**Source records:**
Start of Block

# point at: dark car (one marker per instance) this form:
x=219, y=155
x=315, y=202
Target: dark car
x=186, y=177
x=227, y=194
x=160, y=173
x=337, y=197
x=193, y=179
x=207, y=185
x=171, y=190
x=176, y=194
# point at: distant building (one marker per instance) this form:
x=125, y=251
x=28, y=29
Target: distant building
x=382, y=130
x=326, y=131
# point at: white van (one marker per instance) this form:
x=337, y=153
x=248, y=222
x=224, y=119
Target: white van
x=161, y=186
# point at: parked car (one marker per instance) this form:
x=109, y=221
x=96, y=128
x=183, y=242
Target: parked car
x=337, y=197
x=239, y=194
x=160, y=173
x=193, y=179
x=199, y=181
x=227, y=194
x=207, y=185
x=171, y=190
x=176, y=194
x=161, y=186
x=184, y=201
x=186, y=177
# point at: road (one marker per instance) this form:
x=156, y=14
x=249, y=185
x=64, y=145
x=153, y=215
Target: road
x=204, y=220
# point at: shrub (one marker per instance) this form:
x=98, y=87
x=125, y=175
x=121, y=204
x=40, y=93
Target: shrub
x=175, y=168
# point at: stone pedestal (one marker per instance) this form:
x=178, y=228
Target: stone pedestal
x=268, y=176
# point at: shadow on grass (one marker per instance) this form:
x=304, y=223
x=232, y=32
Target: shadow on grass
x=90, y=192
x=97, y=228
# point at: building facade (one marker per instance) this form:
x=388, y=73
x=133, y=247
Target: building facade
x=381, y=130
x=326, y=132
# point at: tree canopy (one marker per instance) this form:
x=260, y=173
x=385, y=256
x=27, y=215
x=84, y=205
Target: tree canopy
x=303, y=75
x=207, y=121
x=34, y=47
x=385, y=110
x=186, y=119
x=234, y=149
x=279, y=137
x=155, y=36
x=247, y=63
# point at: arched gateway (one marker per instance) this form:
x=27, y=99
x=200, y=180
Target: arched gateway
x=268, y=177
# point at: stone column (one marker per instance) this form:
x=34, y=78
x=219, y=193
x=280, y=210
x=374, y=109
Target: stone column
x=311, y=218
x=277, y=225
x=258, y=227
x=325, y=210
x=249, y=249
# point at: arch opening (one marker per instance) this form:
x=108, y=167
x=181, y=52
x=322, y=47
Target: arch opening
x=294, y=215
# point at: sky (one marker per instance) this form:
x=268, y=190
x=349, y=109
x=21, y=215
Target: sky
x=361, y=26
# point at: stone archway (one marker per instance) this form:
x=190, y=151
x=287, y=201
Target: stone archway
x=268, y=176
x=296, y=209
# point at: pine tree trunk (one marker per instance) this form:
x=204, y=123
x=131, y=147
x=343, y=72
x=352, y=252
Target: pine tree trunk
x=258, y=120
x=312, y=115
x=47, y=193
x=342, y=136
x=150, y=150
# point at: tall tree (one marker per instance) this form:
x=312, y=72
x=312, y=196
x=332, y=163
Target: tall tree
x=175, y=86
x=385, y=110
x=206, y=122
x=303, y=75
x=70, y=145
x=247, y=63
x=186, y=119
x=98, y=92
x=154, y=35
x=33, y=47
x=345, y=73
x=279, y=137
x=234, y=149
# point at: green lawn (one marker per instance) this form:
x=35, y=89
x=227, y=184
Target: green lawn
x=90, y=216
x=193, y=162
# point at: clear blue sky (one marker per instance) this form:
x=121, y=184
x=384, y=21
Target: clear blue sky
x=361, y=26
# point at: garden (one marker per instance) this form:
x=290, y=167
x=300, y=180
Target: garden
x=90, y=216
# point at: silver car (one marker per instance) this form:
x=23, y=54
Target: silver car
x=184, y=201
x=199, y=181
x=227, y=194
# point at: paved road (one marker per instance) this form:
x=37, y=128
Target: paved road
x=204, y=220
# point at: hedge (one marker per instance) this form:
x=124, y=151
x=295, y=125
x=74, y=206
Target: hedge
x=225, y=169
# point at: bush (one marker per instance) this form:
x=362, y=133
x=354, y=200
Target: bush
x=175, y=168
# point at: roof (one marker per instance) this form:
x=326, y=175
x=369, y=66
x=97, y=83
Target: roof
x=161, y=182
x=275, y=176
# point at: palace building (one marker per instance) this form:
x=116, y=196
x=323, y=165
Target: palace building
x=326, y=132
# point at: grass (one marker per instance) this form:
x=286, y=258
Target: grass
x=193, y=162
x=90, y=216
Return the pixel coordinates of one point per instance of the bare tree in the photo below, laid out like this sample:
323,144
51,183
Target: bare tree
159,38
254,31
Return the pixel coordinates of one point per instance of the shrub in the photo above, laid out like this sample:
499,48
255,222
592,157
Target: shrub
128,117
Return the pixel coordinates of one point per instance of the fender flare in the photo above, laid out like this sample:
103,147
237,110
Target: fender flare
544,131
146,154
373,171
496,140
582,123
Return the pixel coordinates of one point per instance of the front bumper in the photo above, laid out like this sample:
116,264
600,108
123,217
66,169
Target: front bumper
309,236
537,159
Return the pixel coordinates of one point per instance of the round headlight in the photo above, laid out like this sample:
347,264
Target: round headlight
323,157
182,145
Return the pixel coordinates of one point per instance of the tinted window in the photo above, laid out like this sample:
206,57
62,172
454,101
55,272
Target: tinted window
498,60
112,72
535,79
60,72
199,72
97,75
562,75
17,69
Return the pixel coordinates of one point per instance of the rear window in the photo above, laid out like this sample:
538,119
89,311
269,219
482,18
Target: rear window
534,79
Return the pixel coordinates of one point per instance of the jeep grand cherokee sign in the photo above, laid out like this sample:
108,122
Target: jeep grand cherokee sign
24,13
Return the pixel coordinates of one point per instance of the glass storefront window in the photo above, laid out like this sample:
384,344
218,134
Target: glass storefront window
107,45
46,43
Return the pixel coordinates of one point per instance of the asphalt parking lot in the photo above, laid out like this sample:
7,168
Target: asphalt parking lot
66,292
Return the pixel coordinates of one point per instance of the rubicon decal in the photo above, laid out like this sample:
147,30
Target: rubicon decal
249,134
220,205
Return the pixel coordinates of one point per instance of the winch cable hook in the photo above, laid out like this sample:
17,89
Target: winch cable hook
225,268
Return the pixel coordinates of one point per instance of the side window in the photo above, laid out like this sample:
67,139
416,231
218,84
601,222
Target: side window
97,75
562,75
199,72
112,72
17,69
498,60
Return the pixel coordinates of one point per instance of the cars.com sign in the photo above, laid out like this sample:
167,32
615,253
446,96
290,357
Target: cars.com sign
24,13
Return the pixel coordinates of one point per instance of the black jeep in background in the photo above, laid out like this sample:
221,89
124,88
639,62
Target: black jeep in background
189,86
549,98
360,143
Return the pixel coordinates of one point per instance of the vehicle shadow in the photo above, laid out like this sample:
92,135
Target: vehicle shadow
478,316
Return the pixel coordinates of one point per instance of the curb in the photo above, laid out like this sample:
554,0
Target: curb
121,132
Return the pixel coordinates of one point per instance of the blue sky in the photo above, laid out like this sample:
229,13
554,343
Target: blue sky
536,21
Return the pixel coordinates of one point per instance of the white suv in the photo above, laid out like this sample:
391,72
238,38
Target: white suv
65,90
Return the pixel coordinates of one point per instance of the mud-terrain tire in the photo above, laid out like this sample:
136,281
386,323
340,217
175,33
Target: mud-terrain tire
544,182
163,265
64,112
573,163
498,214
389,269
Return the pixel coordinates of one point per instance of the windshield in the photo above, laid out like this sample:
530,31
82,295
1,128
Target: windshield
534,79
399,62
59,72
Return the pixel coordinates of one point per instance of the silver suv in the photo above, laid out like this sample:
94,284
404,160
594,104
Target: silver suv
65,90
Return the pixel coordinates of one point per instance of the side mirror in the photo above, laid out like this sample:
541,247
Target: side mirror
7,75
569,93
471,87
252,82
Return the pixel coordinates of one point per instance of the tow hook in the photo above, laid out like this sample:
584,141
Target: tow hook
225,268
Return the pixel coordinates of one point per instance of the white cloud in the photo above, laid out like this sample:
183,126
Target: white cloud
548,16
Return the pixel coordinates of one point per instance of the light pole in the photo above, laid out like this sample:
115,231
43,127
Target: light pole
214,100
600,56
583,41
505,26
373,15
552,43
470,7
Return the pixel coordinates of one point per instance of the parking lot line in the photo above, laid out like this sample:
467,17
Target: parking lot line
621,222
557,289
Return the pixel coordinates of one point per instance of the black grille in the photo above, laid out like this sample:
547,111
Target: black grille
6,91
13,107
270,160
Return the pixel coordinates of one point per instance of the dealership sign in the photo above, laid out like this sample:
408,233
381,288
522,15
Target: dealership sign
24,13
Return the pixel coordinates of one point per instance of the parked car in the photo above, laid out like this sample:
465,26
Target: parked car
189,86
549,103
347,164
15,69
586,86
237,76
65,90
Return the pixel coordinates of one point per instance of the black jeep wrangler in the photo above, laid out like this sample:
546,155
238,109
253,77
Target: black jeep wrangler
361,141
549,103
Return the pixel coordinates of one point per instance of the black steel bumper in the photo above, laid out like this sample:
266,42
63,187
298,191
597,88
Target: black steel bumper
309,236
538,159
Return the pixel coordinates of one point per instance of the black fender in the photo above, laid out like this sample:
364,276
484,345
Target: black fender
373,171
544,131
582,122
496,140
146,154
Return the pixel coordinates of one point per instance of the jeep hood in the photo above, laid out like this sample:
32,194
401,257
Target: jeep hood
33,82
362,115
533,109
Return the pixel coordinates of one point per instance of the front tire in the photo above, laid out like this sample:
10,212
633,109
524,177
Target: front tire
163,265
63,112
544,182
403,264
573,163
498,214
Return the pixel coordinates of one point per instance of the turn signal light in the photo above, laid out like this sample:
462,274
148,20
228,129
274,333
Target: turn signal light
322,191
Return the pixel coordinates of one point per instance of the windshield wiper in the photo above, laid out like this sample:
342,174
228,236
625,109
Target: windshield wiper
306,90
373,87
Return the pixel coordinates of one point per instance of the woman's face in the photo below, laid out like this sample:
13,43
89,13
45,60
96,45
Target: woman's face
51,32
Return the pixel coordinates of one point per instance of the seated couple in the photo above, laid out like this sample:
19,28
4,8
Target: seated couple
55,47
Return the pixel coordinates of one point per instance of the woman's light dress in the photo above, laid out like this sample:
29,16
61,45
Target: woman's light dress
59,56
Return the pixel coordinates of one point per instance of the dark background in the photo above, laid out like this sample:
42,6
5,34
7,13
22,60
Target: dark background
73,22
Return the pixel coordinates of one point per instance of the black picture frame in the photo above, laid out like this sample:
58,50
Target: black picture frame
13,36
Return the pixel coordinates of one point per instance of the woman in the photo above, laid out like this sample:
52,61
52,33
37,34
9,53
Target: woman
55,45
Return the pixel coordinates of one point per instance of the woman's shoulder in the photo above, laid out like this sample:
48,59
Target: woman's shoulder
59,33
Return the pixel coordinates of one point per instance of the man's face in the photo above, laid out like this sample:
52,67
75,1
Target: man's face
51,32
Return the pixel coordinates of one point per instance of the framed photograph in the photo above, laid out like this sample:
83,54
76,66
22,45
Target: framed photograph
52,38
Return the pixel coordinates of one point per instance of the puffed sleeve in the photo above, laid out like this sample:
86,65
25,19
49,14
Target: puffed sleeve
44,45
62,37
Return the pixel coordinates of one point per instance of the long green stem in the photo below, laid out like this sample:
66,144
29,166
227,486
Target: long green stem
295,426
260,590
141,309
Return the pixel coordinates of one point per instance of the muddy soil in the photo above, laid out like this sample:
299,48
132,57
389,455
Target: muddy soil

End of Block

**Task statement:**
Find and copy each line in the material above where the string "below" occurs.

**Task solution:**
Return the pixel coordinates of one point per instance of the bare tree in the photo below, laid out like this sample:
Return the pixel coordinates of one point per instance of the woman's face in the photo below, laid out like this sample:
Return the pixel coordinates of one point per instance of the long green stem in the photo below, laid out like this sample:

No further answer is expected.